▸ Źródło:
※

Apeluję też do dyrektorów szkół - i może rodzice powinni się tego również domagać - niech poświęcą nawet cały wrzesień na to, żeby dzieci i rodziców z nową sytuacją oswoić. Niech po szkole snują się rodzice, niech będzie nawet trochę chaosu, byle tylko nie potęgować niepotrzebnego lęku.

To i tak będzie duża zmiana, jak ją przejść spokojnie?

- Przede wszystkim nie rozmawiajmy o naszych obawach wobec szkoły przy dziecku. Nie przekazujmy mu swoich lęków. Ważne jest, żeby wiedziało, że może na nas polegać, ale też że my wierzymy w jego możliwości. Nie jest dobrze, gdy nastawimy dziecko przeciwko szkole, a tak się dzieje, gdy przy nim toczymy pełne napięcia rozmowy o szkole, nauce i nauczycielach. Zamiast straszyć, nawet mimowolnie, lepiej spokojnie z dzieckiem rozmawiać. Każde dziecko niezależnie od tego, ile ma lat, potrzebuje pozytywnych sygnałów od swych rodziców, wtedy czuje się pewnie w nowym dla siebie środowisku.

※

▸ Wpisy zbioru danych:
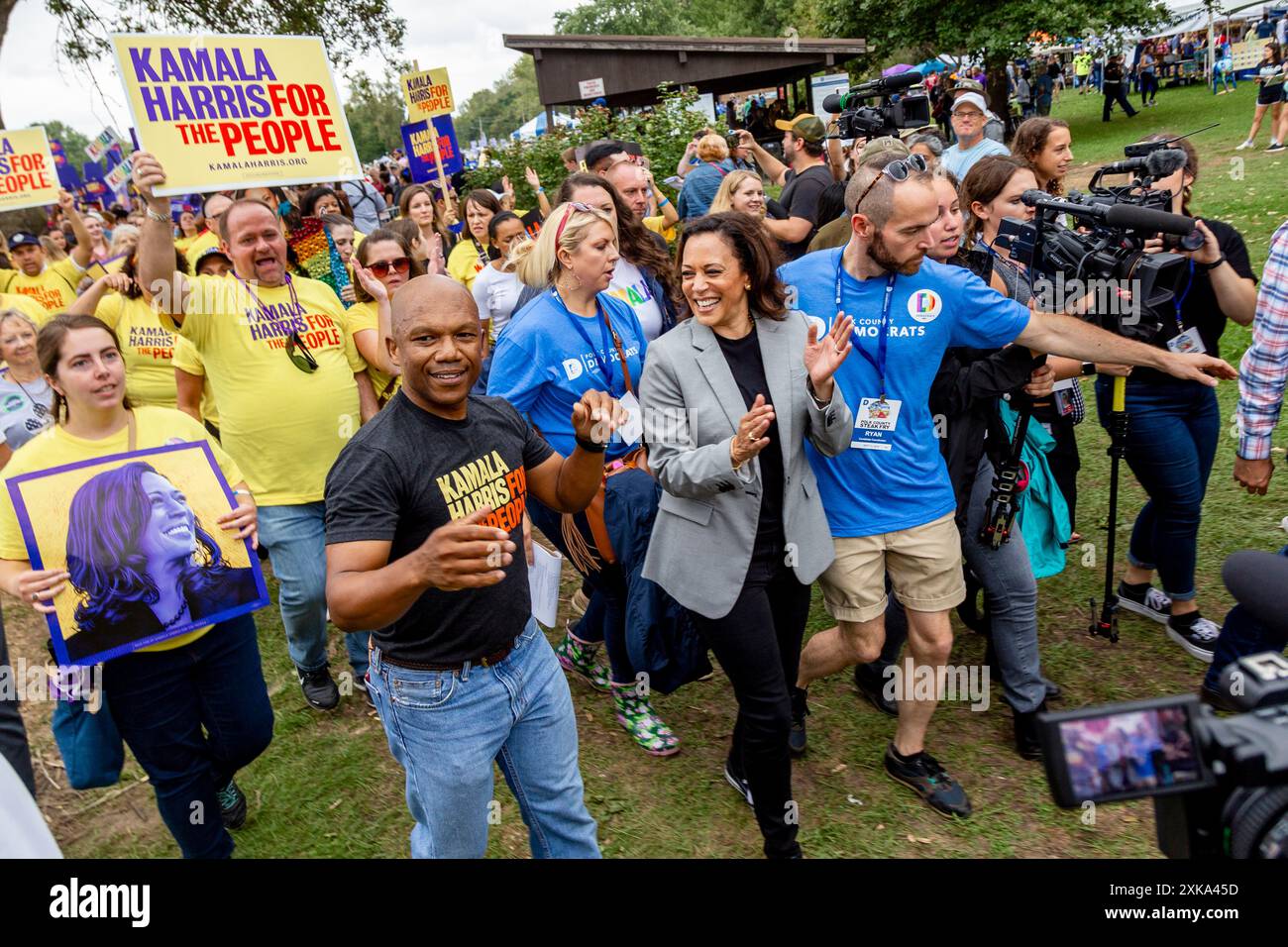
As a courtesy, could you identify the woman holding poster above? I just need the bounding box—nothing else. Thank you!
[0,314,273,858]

※

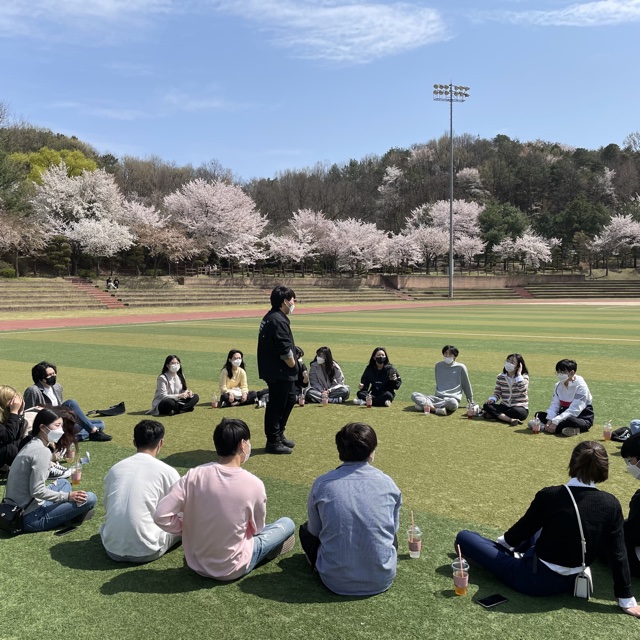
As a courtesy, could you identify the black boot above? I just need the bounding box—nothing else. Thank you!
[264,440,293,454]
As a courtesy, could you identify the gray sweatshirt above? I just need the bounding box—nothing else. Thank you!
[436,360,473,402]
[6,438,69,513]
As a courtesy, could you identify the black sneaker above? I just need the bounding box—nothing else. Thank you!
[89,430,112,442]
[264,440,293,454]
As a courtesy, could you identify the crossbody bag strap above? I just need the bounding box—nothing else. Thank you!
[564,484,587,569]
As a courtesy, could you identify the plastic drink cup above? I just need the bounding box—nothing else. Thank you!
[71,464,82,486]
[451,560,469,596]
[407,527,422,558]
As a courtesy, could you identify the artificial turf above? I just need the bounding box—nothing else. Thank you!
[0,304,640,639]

※

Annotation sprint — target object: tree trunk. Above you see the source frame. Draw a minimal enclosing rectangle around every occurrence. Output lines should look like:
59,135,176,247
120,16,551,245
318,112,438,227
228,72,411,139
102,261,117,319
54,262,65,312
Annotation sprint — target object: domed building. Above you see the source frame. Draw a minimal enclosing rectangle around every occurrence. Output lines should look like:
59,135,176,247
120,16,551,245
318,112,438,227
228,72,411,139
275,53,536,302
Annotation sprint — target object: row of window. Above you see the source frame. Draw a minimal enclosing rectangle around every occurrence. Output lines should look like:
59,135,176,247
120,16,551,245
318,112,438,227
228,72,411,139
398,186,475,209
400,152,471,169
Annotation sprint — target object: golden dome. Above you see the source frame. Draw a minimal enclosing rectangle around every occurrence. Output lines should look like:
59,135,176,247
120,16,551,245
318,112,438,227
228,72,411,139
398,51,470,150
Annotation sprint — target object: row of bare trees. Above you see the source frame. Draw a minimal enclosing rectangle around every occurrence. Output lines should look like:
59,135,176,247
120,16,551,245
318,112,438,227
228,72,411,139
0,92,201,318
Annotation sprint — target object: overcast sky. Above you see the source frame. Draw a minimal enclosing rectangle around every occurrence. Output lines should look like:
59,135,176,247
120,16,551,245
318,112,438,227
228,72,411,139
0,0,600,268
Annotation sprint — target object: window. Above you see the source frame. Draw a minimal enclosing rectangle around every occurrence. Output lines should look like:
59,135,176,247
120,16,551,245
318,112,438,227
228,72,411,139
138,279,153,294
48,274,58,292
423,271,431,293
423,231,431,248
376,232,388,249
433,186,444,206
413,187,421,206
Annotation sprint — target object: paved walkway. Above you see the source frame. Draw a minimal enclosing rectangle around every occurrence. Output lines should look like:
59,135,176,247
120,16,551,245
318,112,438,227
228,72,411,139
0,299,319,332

※

▸ Polecenie i wymagania: Przepisz dosłownie z tekstu o oswajaniu dzieci ze szkołą wszystko od słów „Apeluję też do” aż do słów „ją przejść spokojnie?”.

▸ Rozwiązanie pisemne:
Apeluję też do dyrektorów szkół - i może rodzice powinni się tego również domagać - niech poświęcą nawet cały wrzesień na to, żeby dzieci i rodziców z nową sytuacją oswoić. Niech po szkole snują się rodzice, niech będzie nawet trochę chaosu, byle tylko nie potęgować niepotrzebnego lęku.

To i tak będzie duża zmiana, jak ją przejść spokojnie?